======== RECORDS TO PROCESS

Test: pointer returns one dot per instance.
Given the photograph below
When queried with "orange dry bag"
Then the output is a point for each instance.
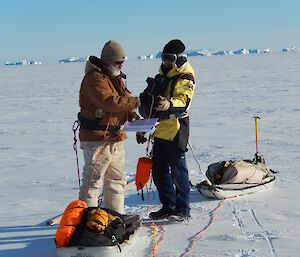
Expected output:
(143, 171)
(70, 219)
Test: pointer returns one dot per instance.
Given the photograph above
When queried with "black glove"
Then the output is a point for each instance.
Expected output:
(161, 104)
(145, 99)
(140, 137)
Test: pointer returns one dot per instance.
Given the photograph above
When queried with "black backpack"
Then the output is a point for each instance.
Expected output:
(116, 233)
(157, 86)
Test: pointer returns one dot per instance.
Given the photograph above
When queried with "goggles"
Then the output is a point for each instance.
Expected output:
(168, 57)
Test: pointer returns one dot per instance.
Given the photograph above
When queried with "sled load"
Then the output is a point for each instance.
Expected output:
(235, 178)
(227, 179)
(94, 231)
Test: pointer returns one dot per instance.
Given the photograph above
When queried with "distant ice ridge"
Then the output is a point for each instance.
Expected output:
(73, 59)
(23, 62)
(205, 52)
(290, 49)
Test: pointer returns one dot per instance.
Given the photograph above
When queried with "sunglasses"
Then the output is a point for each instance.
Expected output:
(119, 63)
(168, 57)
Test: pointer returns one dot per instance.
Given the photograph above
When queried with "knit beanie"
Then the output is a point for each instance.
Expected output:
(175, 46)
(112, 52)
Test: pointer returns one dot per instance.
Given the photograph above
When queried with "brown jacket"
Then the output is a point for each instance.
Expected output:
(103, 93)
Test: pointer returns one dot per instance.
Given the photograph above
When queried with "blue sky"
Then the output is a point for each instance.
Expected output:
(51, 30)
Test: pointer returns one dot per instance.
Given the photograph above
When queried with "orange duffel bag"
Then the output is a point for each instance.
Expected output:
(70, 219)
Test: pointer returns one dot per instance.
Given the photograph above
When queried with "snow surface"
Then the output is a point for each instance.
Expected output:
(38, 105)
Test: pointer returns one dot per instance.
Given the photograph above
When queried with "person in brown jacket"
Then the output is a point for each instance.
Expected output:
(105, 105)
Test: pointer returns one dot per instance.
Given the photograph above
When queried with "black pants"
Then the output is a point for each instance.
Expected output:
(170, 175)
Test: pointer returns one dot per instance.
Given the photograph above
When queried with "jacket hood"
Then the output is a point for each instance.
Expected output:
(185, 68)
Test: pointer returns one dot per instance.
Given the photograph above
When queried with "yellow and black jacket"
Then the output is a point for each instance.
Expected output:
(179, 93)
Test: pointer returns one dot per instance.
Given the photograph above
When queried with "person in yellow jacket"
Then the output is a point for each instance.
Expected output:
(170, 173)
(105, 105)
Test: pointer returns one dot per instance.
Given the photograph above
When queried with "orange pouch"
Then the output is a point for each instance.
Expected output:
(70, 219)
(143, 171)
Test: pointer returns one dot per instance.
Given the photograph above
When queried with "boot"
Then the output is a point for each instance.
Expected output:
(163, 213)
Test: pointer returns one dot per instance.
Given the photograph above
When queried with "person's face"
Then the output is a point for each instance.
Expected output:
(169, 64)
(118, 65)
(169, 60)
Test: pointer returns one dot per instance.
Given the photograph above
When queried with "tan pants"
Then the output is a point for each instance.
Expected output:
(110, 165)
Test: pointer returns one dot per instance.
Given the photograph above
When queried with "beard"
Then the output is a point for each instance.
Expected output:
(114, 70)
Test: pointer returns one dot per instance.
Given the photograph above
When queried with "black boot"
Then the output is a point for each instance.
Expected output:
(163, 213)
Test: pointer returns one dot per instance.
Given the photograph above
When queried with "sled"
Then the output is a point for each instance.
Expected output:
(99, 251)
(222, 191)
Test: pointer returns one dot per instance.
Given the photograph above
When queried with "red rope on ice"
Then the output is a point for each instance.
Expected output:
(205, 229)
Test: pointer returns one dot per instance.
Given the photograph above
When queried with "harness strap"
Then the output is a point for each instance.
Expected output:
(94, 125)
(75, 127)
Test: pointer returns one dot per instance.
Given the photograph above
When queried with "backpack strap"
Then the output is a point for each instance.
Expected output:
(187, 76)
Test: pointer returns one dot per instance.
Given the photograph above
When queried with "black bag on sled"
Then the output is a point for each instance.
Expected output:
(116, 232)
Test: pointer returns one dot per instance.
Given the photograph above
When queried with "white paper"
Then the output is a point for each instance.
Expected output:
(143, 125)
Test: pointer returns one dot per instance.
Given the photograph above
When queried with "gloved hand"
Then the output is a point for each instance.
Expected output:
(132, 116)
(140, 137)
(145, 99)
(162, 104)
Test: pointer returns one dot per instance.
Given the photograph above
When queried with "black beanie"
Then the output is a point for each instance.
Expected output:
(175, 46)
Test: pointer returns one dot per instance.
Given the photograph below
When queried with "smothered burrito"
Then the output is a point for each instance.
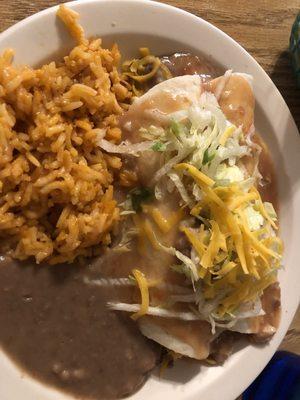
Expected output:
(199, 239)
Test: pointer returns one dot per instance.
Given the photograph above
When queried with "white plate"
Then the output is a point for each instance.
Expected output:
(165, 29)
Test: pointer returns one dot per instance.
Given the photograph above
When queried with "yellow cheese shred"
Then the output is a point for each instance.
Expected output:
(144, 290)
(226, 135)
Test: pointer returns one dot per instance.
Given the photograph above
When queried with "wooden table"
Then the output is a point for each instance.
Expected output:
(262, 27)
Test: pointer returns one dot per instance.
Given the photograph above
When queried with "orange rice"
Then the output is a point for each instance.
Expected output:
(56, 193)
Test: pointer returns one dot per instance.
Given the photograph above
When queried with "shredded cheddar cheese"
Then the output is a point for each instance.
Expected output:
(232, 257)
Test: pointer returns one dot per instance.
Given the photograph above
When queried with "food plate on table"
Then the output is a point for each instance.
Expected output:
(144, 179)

================
======== RECORDS TO PROCESS

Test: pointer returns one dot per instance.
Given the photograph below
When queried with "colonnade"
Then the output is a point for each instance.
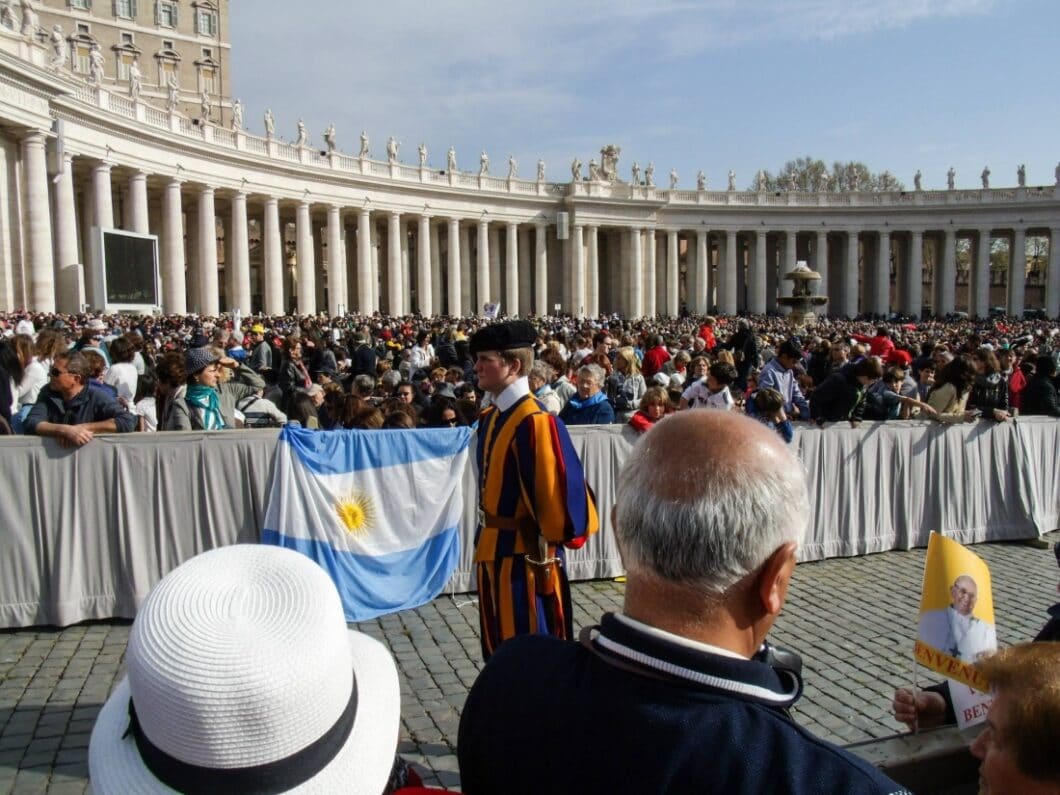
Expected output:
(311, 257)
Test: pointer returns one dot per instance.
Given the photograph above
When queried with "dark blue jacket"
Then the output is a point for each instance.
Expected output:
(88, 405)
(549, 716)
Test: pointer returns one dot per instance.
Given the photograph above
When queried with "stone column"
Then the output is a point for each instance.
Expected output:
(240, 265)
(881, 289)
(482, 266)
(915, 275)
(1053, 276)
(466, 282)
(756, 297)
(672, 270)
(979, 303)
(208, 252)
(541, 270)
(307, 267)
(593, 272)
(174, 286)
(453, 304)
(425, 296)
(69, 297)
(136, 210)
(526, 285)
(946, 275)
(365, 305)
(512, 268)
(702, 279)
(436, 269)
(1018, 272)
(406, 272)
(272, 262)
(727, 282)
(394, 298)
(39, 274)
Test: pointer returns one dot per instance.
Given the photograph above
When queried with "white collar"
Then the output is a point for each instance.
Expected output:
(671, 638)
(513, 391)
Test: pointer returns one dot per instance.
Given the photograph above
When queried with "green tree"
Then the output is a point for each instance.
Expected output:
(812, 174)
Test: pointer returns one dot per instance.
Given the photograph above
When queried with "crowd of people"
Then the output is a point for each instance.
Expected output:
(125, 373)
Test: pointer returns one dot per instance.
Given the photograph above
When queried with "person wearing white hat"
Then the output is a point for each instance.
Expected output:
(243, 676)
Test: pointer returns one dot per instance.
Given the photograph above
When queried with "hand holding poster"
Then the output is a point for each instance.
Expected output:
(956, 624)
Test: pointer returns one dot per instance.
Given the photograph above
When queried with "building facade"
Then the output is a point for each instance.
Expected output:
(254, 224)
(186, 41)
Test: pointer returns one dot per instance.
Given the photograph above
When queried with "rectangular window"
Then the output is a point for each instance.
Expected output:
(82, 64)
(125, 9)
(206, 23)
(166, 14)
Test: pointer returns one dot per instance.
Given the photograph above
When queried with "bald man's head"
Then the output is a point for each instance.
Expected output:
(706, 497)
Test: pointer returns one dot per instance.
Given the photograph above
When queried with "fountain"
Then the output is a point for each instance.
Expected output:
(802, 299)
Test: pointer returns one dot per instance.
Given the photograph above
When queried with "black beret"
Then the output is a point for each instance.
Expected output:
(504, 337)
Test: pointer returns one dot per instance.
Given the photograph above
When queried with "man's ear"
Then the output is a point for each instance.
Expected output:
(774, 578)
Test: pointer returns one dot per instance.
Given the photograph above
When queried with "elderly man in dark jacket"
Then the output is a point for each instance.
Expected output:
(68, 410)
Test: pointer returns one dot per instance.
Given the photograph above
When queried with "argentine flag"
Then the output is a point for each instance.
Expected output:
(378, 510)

================

▶ WHAT IS REQUIRED:
Filter the data above by the word "jacket" and copy every line that matches.

▶ ANSWER SECTION:
When queried with "brown jacket"
When queried with "person in brown jacket"
When queried with "jacket hood"
When queried with "yellow and black jacket"
When queried with "person in yellow jacket"
When queried with "dark blue jacket"
When queried with "elderly man in dark jacket"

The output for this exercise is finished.